> **THE RECORDS**
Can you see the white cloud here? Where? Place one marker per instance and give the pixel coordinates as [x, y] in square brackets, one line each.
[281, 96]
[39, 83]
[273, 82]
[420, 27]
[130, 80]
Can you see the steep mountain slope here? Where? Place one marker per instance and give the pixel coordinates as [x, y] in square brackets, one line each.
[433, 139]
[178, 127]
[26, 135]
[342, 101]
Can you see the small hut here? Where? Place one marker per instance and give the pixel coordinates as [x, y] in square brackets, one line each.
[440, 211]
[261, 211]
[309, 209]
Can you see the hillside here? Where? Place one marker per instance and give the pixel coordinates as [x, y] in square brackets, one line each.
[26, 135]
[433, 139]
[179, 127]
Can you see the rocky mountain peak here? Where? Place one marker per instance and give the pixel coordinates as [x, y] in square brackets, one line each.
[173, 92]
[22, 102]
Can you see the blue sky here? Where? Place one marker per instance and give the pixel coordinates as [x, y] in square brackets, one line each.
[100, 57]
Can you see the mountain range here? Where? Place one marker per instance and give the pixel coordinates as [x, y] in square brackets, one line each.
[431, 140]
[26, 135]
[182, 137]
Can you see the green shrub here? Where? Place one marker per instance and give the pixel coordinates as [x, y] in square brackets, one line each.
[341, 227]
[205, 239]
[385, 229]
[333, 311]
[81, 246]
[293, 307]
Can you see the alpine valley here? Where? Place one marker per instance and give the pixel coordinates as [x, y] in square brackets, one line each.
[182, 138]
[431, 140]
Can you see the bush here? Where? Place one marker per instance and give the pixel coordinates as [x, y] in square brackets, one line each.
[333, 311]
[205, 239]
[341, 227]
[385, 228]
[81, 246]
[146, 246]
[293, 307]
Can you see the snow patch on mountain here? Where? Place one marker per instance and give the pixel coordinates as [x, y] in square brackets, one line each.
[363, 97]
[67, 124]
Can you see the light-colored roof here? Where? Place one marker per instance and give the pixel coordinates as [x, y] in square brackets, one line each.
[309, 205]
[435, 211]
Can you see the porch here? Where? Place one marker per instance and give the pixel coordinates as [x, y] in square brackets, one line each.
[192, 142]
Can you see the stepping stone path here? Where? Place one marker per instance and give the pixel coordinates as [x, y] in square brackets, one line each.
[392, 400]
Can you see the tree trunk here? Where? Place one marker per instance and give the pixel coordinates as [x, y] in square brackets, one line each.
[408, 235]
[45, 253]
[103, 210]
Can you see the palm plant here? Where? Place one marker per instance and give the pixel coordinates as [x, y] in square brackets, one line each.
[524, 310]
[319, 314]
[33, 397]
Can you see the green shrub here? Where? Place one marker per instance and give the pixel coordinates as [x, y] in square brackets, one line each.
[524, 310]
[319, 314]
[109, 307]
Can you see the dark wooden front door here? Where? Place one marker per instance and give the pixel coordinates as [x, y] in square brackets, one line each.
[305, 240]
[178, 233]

> **PROMPT**
Show the data once more, exactly as it was written.

> **RESPONSE TO THE TASK**
Can you see the white cloud here? Where? Place one marker per instance and give the pixel coordinates as [x, y] in square brackets, one line each.
[281, 96]
[39, 83]
[273, 82]
[420, 27]
[130, 80]
Can you see the steep mountain slope here? Where? Place one marker per instance and give the pixel coordinates as [x, y] in square brackets, one line each.
[433, 139]
[178, 127]
[26, 135]
[342, 101]
Can you see the small hut here? Where? Place one marker per instance and give the pixel coordinates as [x, y] in square brackets, one line each.
[440, 211]
[261, 211]
[309, 209]
Can you see the hillside here? Where? Place one marker per instance and give the pixel coordinates as [x, y] in square brackets, one line each.
[26, 135]
[433, 139]
[179, 127]
Can you see the rocky mountain peak here? Where? Place one marker per instance and give the pixel coordinates as [x, y] in square brackets, one line each.
[173, 92]
[22, 102]
Can you see the blue sky here? Where? Place one marker per instance and give the pixel coordinates as [x, y] in square brackets, one line each.
[100, 57]
Can you see the mountain range here? Where? Place one marker per instance and give the pixel coordinates as [x, y] in square brackets, one line each.
[431, 140]
[26, 135]
[182, 137]
Can you see the green shrub here? Where? Place one marker per instance and give the pixel coordinates as [x, y] in square brackets, one line each.
[341, 227]
[205, 239]
[385, 229]
[333, 311]
[81, 246]
[293, 307]
Can you see the alpine valley here? Where? Place one marker per instance and give the pixel coordinates as [x, y] in square brackets, one line each.
[182, 138]
[431, 140]
Can you see the bush here? Where? Place one marker per instance and give the pixel coordinates as [x, y] in square brackets, one line each.
[333, 311]
[205, 239]
[341, 227]
[385, 228]
[81, 246]
[146, 246]
[293, 307]
Can you see the snow patch on mountain here? Where? Place one marker per instance and give the pixel coordinates as [x, y] in square brackets, one line each.
[363, 97]
[67, 124]
Can you see the light-colored roof here? Where? Place one marker per instance and give the pixel coordinates as [x, y] in square brackets, one line each.
[309, 205]
[435, 211]
Can you see the porch here? Where? Place one marker per instance and give the pixel coordinates as [x, y] in square brackets, one line each.
[192, 142]
Can you see the stepping stone path here? Where? Place one marker per instance and give the pixel coordinates as [x, y] in square brackets, one line each.
[392, 400]
Can you see the tree trunk here? Where? Place one marker per instance and give the pixel coordinates as [x, y] in square brackets, one line each.
[408, 235]
[45, 253]
[103, 210]
Can you see the palm plant here? Where? Place one marker per instance and give the pixel coordinates as [x, y] in square brackets, one line each.
[524, 310]
[319, 314]
[33, 397]
Can you see the green shrub here? Where? Place one marker per instance and give the pixel coordinates as [x, y] in square brackets, one line each.
[524, 310]
[319, 314]
[109, 307]
Can you see the dark wooden front door here? Where? Place one marker per instance and give the pixel coordinates as [x, y] in square brackets, one line each.
[305, 240]
[178, 233]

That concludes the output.